Regarding claim 2, Yuan does not appear to specify steps (S4) to (S7) are performed at least pairwise for a plurality of web pages. However, A/B testing, also known as bucket testing, is an old and well known form of pairwise comparative analysis that has been around long before the filing of Applicant’s invention. It would have been obvious to one having ordinary skill in the art before the effective filing date of the invention to use A/B testing to compare web site groups since A/B testing is a powerful tool for comparing 2 values to determine which is more effective.
Regarding claim 4, Yuan does not appear to specify each web page is assigned a vector from a predetermined vector space, in which linearly independent vectors represent web pages whose content descriptions are not similar to one another. However, Meltzer teaches each web page is assigned a vector from a predetermined vector space, in which linearly independent vectors represent web pages whose content descriptions are not similar to one another (Paragraph 0023). It would have been obvious to one having ordinary skill in the art before the effective filing date of the invention to group web sites according to content since the claimed invention is merely a combination of old elements and the combination of each element merely would have performed the same function as it did separately and a person of ordinary skill in the art would have recognized that the results of the combination were predictable.
Regarding claim 5, Yuan does not appear to specify the similarity measure between content descriptions is based on the cosine similarity of the vectors representing the content of the two web pages. However, Meltzer teaches the similarity measure between content descriptions is based on the cosine similarity of the vectors representing the content of the two web pages (Paragraph 0069). It would have been obvious to one having ordinary skill in the art before the effective filing date of the invention to group web sites according to content since the claimed invention is merely a combination of old elements and the combination of each element merely would have performed the same function as it did separately and a person of ordinary skill in the art would have recognized that the results of the combination were predictable.

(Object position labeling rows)
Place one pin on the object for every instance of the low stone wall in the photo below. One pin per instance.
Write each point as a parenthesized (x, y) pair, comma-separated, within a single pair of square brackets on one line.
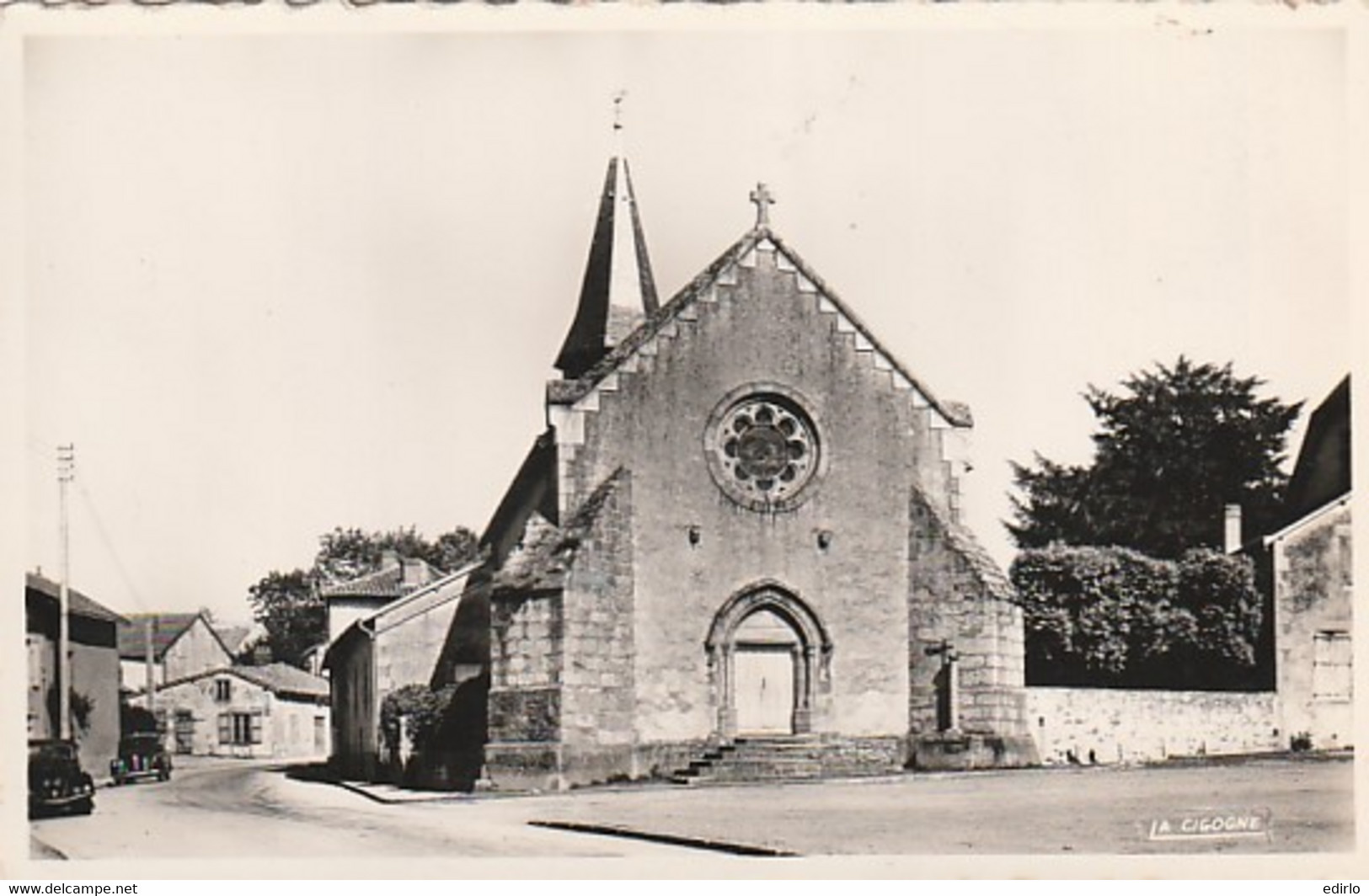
[(1115, 725)]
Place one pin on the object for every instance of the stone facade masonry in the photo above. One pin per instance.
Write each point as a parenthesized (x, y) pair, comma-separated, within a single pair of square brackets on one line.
[(626, 666)]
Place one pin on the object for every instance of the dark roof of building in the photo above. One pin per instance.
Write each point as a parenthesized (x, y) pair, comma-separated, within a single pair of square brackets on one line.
[(168, 630), (388, 582), (281, 677), (585, 342), (548, 550), (1323, 469), (77, 602), (571, 390), (537, 472), (278, 677)]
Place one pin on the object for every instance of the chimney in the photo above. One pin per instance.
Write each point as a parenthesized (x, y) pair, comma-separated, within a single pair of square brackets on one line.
[(415, 572), (1231, 534)]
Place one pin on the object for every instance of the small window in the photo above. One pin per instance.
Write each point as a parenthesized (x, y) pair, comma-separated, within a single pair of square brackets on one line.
[(1331, 666), (240, 729)]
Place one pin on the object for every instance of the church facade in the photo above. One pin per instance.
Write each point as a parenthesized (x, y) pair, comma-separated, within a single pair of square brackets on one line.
[(742, 523)]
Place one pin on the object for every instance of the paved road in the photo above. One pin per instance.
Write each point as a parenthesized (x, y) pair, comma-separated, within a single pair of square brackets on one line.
[(1042, 812), (226, 808), (251, 810)]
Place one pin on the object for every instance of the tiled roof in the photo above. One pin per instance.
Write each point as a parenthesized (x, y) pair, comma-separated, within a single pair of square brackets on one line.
[(278, 677), (166, 630), (387, 582), (284, 679), (78, 604), (570, 392), (547, 554)]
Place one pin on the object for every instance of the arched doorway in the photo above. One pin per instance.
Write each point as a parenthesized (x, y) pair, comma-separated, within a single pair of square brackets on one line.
[(766, 669), (767, 657)]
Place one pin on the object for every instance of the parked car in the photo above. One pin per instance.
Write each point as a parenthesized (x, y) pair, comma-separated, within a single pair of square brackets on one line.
[(56, 781), (142, 755)]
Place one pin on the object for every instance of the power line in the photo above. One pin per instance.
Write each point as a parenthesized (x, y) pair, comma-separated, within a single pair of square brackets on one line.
[(109, 546)]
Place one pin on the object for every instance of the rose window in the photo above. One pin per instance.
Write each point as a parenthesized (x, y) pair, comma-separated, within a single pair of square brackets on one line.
[(764, 451)]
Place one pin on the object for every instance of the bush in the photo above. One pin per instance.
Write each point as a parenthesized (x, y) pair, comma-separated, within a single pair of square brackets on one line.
[(1115, 617), (422, 710)]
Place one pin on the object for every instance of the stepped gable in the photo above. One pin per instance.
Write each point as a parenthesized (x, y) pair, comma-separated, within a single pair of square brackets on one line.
[(703, 289)]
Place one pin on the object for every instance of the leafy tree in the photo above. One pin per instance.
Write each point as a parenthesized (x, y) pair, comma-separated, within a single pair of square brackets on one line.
[(1172, 449), (289, 606), (1115, 617), (350, 553), (291, 609)]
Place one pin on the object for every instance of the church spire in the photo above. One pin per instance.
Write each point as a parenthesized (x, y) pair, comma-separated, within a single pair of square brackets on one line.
[(618, 291)]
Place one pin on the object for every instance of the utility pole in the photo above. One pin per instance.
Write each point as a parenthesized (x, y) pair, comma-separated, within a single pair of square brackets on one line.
[(66, 472), (149, 655)]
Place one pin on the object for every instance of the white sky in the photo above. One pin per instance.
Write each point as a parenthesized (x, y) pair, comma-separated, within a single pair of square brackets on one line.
[(275, 285)]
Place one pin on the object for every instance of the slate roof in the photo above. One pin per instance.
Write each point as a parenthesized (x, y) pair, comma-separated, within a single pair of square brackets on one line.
[(77, 602), (1323, 468), (166, 630), (281, 677), (585, 341), (547, 554), (571, 390)]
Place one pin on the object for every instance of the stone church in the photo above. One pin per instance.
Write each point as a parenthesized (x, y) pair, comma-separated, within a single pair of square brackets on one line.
[(738, 532)]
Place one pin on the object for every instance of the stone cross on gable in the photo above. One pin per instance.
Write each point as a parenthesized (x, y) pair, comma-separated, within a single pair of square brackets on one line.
[(762, 199)]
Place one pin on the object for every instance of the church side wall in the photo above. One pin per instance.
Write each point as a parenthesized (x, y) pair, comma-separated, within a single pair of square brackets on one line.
[(876, 444), (354, 710), (597, 685), (525, 699), (1313, 605), (950, 604)]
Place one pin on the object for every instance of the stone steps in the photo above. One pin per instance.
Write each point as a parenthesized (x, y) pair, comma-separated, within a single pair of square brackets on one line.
[(771, 760)]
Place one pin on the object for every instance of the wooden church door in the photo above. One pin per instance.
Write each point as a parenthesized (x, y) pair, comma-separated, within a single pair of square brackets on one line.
[(762, 675), (764, 690)]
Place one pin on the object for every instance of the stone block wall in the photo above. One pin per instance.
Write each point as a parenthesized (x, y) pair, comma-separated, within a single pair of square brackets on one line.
[(1313, 600), (957, 597), (526, 665), (1149, 725), (597, 683)]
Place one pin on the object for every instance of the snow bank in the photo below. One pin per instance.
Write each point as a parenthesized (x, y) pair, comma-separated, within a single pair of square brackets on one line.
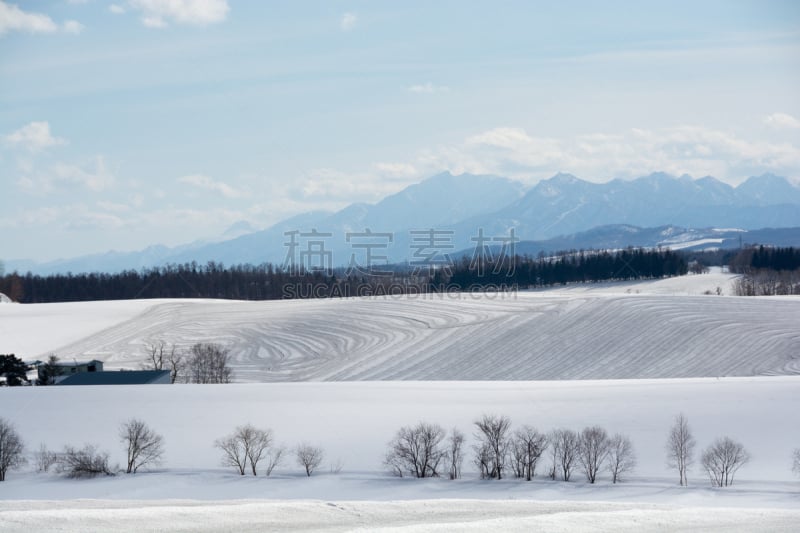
[(524, 336), (445, 515), (354, 421)]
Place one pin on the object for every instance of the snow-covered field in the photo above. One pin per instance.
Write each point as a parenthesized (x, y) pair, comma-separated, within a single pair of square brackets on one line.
[(354, 421), (497, 342), (608, 331)]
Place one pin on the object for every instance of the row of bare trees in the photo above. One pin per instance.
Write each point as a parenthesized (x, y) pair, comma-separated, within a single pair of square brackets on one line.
[(248, 446), (202, 363), (721, 460), (423, 450), (427, 450), (143, 447)]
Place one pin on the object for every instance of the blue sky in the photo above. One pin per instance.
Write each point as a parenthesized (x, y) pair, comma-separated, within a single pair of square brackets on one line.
[(136, 122)]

▶ [Tasks to carry out]
1 - Using the claim analysis, decide whether each statement agrees with it: (a) A/B testing is also called bucket testing. (b) Meltzer's teaching on cosine similarity is cited to Paragraph 0023. (c) Yuan specifies that each web page is assigned a vector from a predetermined vector space. For each, answer yes or no and quote the words that decide it.
2 - Answer these questions from the claim analysis:
(a) Under claim 2, what is A/B testing called a powerful tool for?
(b) Under claim 4, what do linearly independent vectors represent?
(c) Under claim 5, what is the similarity measure between content descriptions based on?
3 - Write the next part of the claim analysis, picking up after its final sentence.

▶ [Outputs for the tasks]
1 -
(a) Yes: "A/B testing, also known as bucket testing"
(b) No: "(Paragraph 0069)"
(c) No: "Yuan does not appear to specify each web page is assigned a vector from a predetermined vector space"

2 -
(a) Comparing 2 values to determine which is more effective.
(b) Web pages whose content descriptions are not similar to one another.
(c) The cosine similarity of the vectors representing the content of the two web pages.

3 -
Regarding claim 6, Yuan teaches (S8) in addition to continuing to use the advertisement on the web pages of the group with the higher number of clicks, placing an alternative advertisement on said web pages (Paragraph 0045, Yuan is capable of being used for numerous advertisements, should another advertisement be appropriate for a website category, the system of Yuan would suggest increasing an advertising budget so that the other ad would appear on the website).
Yuan does not appear to specify wherein the content description of the alternative advertisement is similar - to at least a predetermined degree - to the content description of the previously used advertisement. However, Meltzer teaches wherein the content description of a document is similar - to at least a predetermined degree - to the content description of the previously used document (Paragraph 0069, nothing prevents the same method used for website documents may be used for advertising documents). It would have been obvious to one having ordinary skill in the art before the effective filing date of the invention to determine similarity between documents since the claimed invention is merely a combination of old elements and the combination of each element merely would have performed the same function as it did separately and a person of ordinary skill in the art would have recognized that the results of the combination were predictable.
Regarding claim 8, Yuan does not appear to specify the alternative advertisement is assigned a vector from a predetermined vector space, in which linearly independent vectors represent advertisements whose content descriptions are not similar to one another. However, Meltzer teaches the alternative document is assigned a vector from a predetermined vector space, in which linearly independent vectors represent documents whose content descriptions are not similar to one another (Paragraph 0023, nothing prevents the same method used for website documents may be used for advertising documents). It would have been obvious to one having ordinary skill in the art before the effective filing date of the invention to determine similarity between documents since the claimed invention is merely a combination of old elements and the combination of each element merely would have performed the same function as it did separately and a person of ordinary skill in the art would have recognized that the results of the combination were predictable.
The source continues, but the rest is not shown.